━━ PASSAGE PROVIDED ━━
6.02.2006

"i need immediate help"

I'm always interested in how brutality hurts not only the victim, but the abuser as well. Here's a story about one marine who was part of the Haditha massacre last November. He is the first to speak publicly about what he did, and what he witnessed, that day.
In early April, less than 36 hours after his return from Iraq, Ryan Briones got into serious trouble in his hometown that he and his family say was related to stress from the Haditha incident.

Briones was charged with stealing a pickup truck, crashing it into a house, leaving the scene of the accident, driving under the influence and resisting arrest. A picture of the spectacular crash with a white Ford F-150 lodged in a Hanford living room appeared on the Hanford Sentinel's front page April 4.

Released from Kings County jail April 5 on $35,000 bond, Briones has a court date set in mid-June.

His mother said that her son has joined Alcoholics Anonymous and is being treated by a San Diego physician for his post-traumatic symptoms.

"My son saw what the Marines did, and he knew who did it before the Haditha investigations began," the mother wrote in a long letter to local authorities seeking leniency in the criminal cases.

"He saw the killings and knew who sent the word out to do the killings, he had to clean up the bodies of children who were sleeping in their beds and he saw his best friend die in front of his eyes."

Susie Briones said she is angry at what she described as the Marines' failure to adequately "decompress" him and other Marines when they come home from combat. She said she was writing a book to help other families avoid what she and her son are going through.

"I used to be one of those Marines who said that post-traumatic stress is a bunch of bull," said Ryan Briones, who has prescriptions for anti-depressants and sleeping pills. "But all this stuff that keeps going through my head is eating me up. I need immediate help."
I'm not suggesting the perpetrators of the Haditha atrocities have suffered as much as their victims or the survivors of those victims. That would be ludicrous. Nor am I saying the marines at Haditha had no choice, or are not responsible for their actions.

I'm only noting that those marines, and tens of thousands of others we'll never hear about, have been damaged. Without adequate support and help, many will be damaged permanently. The cost to themselves, their families, and to the larger society that will cope with the increase in alcoholism, drug addiction and attendant violence, is incalculable.

I see the US armed forces in Iraq as victims themselves in many ways - a sentiment universally rejected by servicepeople. From what I read and hear, most volunteered for a combination of personal and altruistic reasons. They trusted their country's leadership to use their services only when needed, and for the greater good - for safety and security, for democracy, for ill-understood abstract concepts like "freedom" and "liberty".
━━━
**TASKS TO COMPLETE**:
A. Reproduce the blog post about Ryan Briones from "I'm always interested" up to and including "witnessed, that day.".
B. According to the blog post about Ryan Briones, how much was the bond on which he was released from Kings County jail?
None of the data is needed.
━━ DATA SECTION ━━
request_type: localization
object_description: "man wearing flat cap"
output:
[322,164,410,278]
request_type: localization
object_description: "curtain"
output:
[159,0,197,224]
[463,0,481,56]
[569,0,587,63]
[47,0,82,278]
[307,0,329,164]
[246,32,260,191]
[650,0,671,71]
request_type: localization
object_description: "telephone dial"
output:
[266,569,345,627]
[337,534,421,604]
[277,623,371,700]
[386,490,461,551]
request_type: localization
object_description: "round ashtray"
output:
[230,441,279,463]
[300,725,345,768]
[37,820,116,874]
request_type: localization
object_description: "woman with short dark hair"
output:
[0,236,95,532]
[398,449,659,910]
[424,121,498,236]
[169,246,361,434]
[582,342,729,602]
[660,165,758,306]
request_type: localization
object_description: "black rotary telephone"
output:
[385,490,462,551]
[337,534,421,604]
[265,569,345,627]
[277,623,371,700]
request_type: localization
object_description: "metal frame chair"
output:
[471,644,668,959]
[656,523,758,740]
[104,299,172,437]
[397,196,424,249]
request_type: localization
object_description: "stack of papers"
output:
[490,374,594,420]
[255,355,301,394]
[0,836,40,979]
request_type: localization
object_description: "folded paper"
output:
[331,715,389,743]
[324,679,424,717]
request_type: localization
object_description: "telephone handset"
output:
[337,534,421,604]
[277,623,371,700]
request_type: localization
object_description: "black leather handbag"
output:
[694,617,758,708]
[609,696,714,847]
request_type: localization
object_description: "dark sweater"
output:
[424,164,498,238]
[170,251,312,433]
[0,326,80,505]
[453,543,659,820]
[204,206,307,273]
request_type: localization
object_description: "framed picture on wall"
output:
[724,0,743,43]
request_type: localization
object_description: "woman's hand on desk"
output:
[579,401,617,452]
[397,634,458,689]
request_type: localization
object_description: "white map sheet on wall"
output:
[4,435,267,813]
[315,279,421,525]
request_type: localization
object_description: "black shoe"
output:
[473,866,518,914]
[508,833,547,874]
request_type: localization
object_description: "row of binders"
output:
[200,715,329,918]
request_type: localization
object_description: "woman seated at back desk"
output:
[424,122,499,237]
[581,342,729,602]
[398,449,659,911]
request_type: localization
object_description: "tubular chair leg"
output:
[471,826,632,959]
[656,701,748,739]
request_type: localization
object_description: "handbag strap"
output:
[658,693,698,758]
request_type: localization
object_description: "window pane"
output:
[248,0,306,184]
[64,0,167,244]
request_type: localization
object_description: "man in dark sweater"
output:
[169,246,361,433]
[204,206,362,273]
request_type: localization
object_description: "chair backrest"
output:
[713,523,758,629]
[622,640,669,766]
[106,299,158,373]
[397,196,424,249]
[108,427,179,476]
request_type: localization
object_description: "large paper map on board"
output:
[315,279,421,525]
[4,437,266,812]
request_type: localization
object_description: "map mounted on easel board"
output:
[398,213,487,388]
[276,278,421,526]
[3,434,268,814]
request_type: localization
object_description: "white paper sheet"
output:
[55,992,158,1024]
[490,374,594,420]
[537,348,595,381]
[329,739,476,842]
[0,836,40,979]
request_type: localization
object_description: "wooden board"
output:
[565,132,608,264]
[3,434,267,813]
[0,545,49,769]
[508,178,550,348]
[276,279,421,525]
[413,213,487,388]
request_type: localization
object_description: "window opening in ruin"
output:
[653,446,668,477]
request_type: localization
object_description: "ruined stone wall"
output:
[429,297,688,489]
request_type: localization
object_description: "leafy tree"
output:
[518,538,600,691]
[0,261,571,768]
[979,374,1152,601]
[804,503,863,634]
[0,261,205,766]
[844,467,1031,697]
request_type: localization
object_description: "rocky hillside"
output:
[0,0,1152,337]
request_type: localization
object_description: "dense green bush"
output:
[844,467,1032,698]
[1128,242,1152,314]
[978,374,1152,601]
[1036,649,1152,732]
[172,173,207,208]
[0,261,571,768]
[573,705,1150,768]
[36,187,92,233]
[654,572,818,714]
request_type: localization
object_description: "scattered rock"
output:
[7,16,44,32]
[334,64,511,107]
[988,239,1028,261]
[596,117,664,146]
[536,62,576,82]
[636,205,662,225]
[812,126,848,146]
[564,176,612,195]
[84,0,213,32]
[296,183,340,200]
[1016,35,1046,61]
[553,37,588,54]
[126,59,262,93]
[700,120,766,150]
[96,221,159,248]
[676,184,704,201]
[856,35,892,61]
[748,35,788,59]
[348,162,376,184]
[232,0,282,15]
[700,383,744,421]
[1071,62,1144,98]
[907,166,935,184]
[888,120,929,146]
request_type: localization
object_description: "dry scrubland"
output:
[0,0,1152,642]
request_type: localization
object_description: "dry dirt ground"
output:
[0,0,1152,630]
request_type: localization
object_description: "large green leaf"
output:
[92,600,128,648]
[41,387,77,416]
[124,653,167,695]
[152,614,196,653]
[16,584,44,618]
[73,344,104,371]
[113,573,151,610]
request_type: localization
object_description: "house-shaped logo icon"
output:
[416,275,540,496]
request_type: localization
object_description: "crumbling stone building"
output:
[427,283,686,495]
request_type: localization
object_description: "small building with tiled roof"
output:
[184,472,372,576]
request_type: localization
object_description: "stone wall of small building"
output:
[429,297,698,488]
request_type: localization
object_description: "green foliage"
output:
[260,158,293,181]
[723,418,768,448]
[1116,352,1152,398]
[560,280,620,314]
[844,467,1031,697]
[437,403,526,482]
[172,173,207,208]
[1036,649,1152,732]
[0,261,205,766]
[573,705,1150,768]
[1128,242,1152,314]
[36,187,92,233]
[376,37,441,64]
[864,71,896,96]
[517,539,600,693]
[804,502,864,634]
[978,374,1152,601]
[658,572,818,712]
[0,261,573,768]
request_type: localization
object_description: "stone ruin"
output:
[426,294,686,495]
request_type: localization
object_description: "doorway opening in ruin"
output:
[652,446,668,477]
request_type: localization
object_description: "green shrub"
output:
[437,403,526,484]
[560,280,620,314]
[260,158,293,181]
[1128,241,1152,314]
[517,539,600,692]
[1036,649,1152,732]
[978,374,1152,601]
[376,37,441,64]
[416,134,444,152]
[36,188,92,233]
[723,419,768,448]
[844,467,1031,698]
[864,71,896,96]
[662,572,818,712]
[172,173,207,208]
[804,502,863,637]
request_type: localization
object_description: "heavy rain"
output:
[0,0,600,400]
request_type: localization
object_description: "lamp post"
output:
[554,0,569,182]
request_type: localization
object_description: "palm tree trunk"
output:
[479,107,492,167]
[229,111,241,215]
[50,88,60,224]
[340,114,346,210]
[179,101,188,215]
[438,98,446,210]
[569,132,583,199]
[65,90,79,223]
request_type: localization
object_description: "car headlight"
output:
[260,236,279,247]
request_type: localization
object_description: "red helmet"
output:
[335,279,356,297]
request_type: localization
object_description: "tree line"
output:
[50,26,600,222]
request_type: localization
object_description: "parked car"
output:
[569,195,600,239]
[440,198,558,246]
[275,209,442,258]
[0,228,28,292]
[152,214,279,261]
━━━
**SOLUTIONS TO THE TASKS**:
A.
I'm always interested in how brutality hurts not only the victim, but the abuser as well. Here's a story about one marine who was part of the Haditha massacre last November. He is the first to speak publicly about what he did, and what he witnessed, that day.

B. $35,000